- Goal of the exercise -
Write out every line of the entries below as a JSON list of strings, one string per line, skipping blank lines. Leave the pictures out of your answer.

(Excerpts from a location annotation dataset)

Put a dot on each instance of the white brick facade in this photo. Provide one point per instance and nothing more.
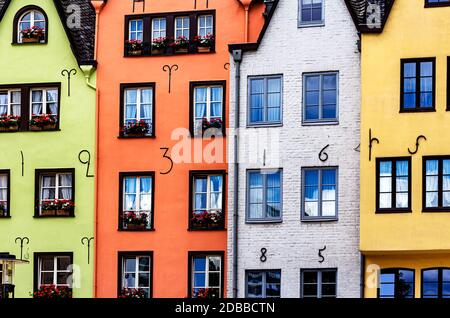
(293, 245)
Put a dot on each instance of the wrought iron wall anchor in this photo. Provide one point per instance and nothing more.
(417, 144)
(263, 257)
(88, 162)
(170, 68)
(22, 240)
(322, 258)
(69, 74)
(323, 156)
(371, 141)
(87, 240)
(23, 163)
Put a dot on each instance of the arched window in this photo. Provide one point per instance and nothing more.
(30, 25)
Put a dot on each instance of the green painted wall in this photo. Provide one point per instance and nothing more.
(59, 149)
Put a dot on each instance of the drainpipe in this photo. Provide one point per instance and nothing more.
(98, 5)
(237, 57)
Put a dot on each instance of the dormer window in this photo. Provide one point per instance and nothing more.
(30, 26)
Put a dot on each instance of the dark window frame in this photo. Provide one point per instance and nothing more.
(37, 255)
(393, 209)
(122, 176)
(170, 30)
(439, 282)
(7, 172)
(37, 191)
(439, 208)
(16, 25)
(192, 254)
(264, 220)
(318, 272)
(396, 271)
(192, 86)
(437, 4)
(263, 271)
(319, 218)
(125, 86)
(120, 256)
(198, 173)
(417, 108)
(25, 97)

- Full solution -
[
  "Put a dot on each instance of the white brick facade in this photo. Provide one point per instance and nothing more.",
  "(293, 245)",
  "Put a dot on each instance of the wrought iron wall anchor in this photo. Provide one point per instance and nothing more.",
  "(417, 144)",
  "(263, 257)",
  "(88, 162)",
  "(170, 68)",
  "(22, 240)",
  "(322, 258)",
  "(69, 74)",
  "(323, 156)",
  "(371, 141)",
  "(87, 240)",
  "(23, 163)",
  "Put a dot on each instance of the arched window in this photo. Provide one point per instance and nothing more.",
  "(30, 25)",
  "Put a dot on each instance of the green painted wall in this photo. Provide one point per instance and nothing more.",
  "(59, 149)",
  "Put a dot on each instance of the drainpipe in this photo. Provide one point per instance and nothing more.",
  "(98, 5)",
  "(237, 57)",
  "Put a dot on each instance of the dormer window in this photo. Provide one point per instance and nothing more.",
  "(30, 26)",
  "Put a dot on each instance of the dark window frame in this photo. Provide one point per instance and nothing more.",
  "(37, 255)",
  "(393, 209)",
  "(122, 176)",
  "(170, 30)",
  "(439, 282)",
  "(7, 172)",
  "(37, 191)",
  "(439, 208)",
  "(16, 25)",
  "(192, 254)",
  "(264, 220)",
  "(318, 272)",
  "(396, 271)",
  "(192, 86)",
  "(437, 4)",
  "(263, 271)",
  "(319, 218)",
  "(125, 86)",
  "(120, 256)",
  "(198, 173)",
  "(417, 108)",
  "(25, 97)"
]